Challenge.
Write out every single entry exactly.

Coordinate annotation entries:
▼
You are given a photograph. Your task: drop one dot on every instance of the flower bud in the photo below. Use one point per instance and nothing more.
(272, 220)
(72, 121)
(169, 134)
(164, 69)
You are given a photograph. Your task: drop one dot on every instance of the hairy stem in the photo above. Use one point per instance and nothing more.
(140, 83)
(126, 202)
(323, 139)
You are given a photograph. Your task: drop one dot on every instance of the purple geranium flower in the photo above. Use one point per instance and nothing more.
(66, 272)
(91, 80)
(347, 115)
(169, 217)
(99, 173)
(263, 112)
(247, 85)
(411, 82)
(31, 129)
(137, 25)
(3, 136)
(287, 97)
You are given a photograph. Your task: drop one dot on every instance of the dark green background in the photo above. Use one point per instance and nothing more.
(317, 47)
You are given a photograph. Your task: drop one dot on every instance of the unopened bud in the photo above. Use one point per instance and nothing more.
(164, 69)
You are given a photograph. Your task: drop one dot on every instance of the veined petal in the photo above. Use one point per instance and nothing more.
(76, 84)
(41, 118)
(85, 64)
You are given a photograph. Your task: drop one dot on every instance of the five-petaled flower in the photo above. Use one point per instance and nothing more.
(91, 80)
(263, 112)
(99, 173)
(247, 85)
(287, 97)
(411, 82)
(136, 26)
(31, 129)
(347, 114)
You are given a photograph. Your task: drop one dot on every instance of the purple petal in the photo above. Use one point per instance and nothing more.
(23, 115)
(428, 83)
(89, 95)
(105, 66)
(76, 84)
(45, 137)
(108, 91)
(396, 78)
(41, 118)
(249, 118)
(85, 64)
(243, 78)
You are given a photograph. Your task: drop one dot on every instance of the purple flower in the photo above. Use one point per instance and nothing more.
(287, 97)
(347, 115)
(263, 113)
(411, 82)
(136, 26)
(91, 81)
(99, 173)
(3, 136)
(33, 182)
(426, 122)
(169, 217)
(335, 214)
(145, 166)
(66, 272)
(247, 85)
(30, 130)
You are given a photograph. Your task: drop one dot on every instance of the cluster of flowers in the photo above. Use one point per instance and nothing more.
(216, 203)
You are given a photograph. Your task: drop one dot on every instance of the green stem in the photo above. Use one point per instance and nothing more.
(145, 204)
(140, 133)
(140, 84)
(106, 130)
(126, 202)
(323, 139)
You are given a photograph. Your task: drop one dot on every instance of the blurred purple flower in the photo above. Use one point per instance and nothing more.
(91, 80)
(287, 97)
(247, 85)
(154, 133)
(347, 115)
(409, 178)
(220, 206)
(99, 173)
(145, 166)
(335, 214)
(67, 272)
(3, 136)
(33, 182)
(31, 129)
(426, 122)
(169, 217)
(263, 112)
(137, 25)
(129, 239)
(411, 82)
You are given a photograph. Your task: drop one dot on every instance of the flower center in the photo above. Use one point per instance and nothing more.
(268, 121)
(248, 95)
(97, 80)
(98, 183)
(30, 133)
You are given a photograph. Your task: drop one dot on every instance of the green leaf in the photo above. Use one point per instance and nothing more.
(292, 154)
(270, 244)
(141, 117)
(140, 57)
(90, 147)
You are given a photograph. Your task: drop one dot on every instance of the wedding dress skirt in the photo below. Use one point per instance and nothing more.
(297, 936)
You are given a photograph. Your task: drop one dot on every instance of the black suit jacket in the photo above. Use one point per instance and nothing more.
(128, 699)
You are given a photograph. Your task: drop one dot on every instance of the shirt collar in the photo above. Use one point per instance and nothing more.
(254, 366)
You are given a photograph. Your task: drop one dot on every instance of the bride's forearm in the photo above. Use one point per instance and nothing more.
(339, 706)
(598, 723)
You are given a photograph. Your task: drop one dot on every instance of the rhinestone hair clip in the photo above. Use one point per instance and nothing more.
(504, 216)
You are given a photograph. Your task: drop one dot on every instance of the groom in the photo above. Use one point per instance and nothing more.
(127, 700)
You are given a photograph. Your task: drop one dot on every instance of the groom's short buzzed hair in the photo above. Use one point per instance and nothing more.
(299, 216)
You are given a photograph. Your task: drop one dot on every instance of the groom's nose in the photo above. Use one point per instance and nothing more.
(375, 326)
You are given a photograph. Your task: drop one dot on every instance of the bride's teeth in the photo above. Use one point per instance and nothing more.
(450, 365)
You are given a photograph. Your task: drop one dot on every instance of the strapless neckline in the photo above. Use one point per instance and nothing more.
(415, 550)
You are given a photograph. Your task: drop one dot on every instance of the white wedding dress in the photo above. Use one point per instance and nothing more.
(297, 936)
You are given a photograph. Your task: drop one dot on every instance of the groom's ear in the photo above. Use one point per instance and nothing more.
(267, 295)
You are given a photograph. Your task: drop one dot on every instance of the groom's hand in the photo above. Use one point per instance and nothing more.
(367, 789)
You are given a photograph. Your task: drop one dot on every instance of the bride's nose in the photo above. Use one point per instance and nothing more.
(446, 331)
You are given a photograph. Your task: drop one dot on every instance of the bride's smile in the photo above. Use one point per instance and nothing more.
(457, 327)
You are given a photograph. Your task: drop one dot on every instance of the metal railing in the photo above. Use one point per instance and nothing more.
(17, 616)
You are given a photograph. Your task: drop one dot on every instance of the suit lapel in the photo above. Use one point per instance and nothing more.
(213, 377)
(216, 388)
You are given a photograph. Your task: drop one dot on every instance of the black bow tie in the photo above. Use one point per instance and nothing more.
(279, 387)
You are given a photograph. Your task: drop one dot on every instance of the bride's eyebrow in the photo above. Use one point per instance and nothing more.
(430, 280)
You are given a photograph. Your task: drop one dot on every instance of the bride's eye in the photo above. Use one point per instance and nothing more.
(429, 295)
▲
Answer.
You are given a photograph. Your task: drop one dot on every instance of the flower bud in the photo below. Use one point per instance and nothing more.
(272, 220)
(72, 121)
(169, 134)
(164, 69)
You are given a photograph. Your task: drop one dot on every instance of the hairy stem in the photo above. Use one point per instance and nothing more.
(140, 83)
(126, 202)
(323, 139)
You are given a photograph. Your task: drop one dot on every instance of the purple geranium flower in the photo above. Use one point per instance and nothing more.
(66, 272)
(91, 80)
(347, 115)
(169, 217)
(99, 173)
(263, 112)
(247, 85)
(411, 82)
(31, 129)
(137, 25)
(3, 136)
(287, 97)
You are given a photograph. Your task: drop one dot on every instance of the dark green background in the photo above. Use one point per instance and nothing more.
(317, 47)
You are given a photograph. Your task: drop one dot on every instance of the unopened bud in the photo above. Use one point per instance and nothing more.
(164, 69)
You are given a photograph. Your task: drop one dot on every instance of the veined petal in the photo above. Use one point per instance and nothing more.
(76, 84)
(41, 118)
(85, 64)
You are given a photograph. Your task: drop one dot on every instance of the five-petaled flower in the photo above. Use one point per instance and nothing more.
(91, 80)
(263, 112)
(99, 173)
(247, 85)
(287, 97)
(411, 82)
(136, 26)
(31, 129)
(347, 114)
You are given a photograph. Your task: drop one dot on every instance of the purple petal in the photo above. Use one point per instance and nothing more.
(23, 115)
(428, 83)
(89, 95)
(105, 66)
(76, 84)
(45, 137)
(108, 91)
(396, 78)
(41, 118)
(249, 118)
(85, 64)
(243, 78)
You are given a photograph. Your task: drop one dot on every instance of the purple flower in the photo above. Use one point per instance and nothing more.
(287, 97)
(347, 115)
(263, 113)
(411, 82)
(136, 26)
(91, 81)
(99, 173)
(3, 136)
(33, 182)
(426, 122)
(169, 217)
(335, 214)
(145, 166)
(66, 272)
(247, 85)
(30, 130)
You are given a photograph. Your task: drop one dot on every instance of the cluster of flowers in the photo above. Use one point per instance and nothing more.
(216, 203)
You are given a photograph. Your task: drop one dot on every instance of the green stem in the photo above. Use one point per instance and nothing more.
(145, 204)
(140, 133)
(140, 84)
(106, 130)
(126, 202)
(323, 139)
You are given a photograph. Your task: drop one dot on every instance of the blurred purple flower in the photo above. Use one point per instance and nothing more.
(91, 80)
(287, 97)
(247, 85)
(154, 133)
(347, 115)
(409, 178)
(220, 206)
(99, 173)
(145, 166)
(335, 214)
(67, 272)
(3, 136)
(33, 182)
(31, 129)
(426, 122)
(169, 217)
(263, 112)
(137, 25)
(129, 239)
(411, 82)
You are given a photograph. Your task: drop one dot on every instance of the flower center in the photo above. Use one point per instance and nothing more.
(268, 121)
(248, 95)
(97, 80)
(98, 183)
(30, 133)
You are given a photograph. Your task: drop one dot on every instance of the green leaf in the photo above. Use one point per instance and nothing more.
(292, 154)
(270, 244)
(141, 117)
(140, 57)
(90, 147)
You are given a photograph. Your task: drop one dot on every instance of the wedding dress skirt in the photo below. Use one point per instance and nothing more.
(297, 936)
You are given a photograph. Your task: drop one dot on every instance of the black suit jacket in the photo above. Use one point per instance and nothing more.
(128, 699)
You are given a photograph. Your task: drop one dot on every instance of the shirt collar in the photo above. Use one point per instance and nothing more.
(254, 366)
You are given a photograph. Your task: drop one dot on every instance of the bride's forearm in the photo above. Use one point per instance and nothing more.
(339, 706)
(598, 723)
You are given a photograph. Your task: drop one dot on every instance of the rhinestone hair clip in the photo above. Use one point per instance and nothing more.
(504, 216)
You are given a photograph. Your task: drop one dot on every instance of the groom in the photo above. Use one point per instance and nothing more.
(127, 700)
You are given a photograph. Your task: drop one dot on every instance of the groom's short buzzed hair in the photo above. Use one point per instance and nothing more.
(299, 216)
You are given a photograph. Your task: drop one dot on every instance of the groom's nose in the photo above. Use one point per instance and nothing more.
(375, 326)
You are given a photograph. Your task: drop one dot on every instance of the bride's teeth in the photo above. Use one point per instance and nothing more.
(450, 365)
You are given a photograph. Your task: drop one dot on every instance of the strapless neckline in the photo above. Use one point per instance and nothing more.
(415, 550)
You are given a photograph. Your task: drop one dot on every instance of the white wedding dress in the photo above. Use one point per instance and nothing more.
(297, 936)
You are given a photograph. Your task: drop one dot on every instance of the groom's ear in the photo above. Use one point per instance and nothing more.
(267, 295)
You are given a photograph. Your task: drop one dot on every instance of the groom's hand in the photo above. Use one point per instance and nothing more.
(367, 789)
You are given a photograph. Your task: drop one dot on every instance of the bride's nose in the photo above. Use one point per instance and nothing more.
(446, 331)
You are given a photograph. Your task: drop one dot on every instance of the bride's smile in the photo above. Use one point per instance and nothing more.
(457, 327)
You are given a photograph. Your task: drop one dot on every instance of the metal railing in the photo above. Use one point per instance and nothing more.
(17, 616)
You are given a photograph. Your task: drop one dot on every instance of the suit lapel in the photo above. Use one point per instance and nothing more.
(213, 377)
(216, 388)
You are given a photograph. Your task: drop one dot on every instance of the black bow tie in the photo above. Use one point per instance and nothing more.
(279, 387)
You are given a photograph. Your task: drop one dot on every instance of the bride's eyebrow in the photo above. Use one point per instance and nothing more.
(430, 280)
You are given a photograph. Your task: drop one dot on every instance of the bride's eye in the photo above. Use one point per instance and nothing more.
(429, 295)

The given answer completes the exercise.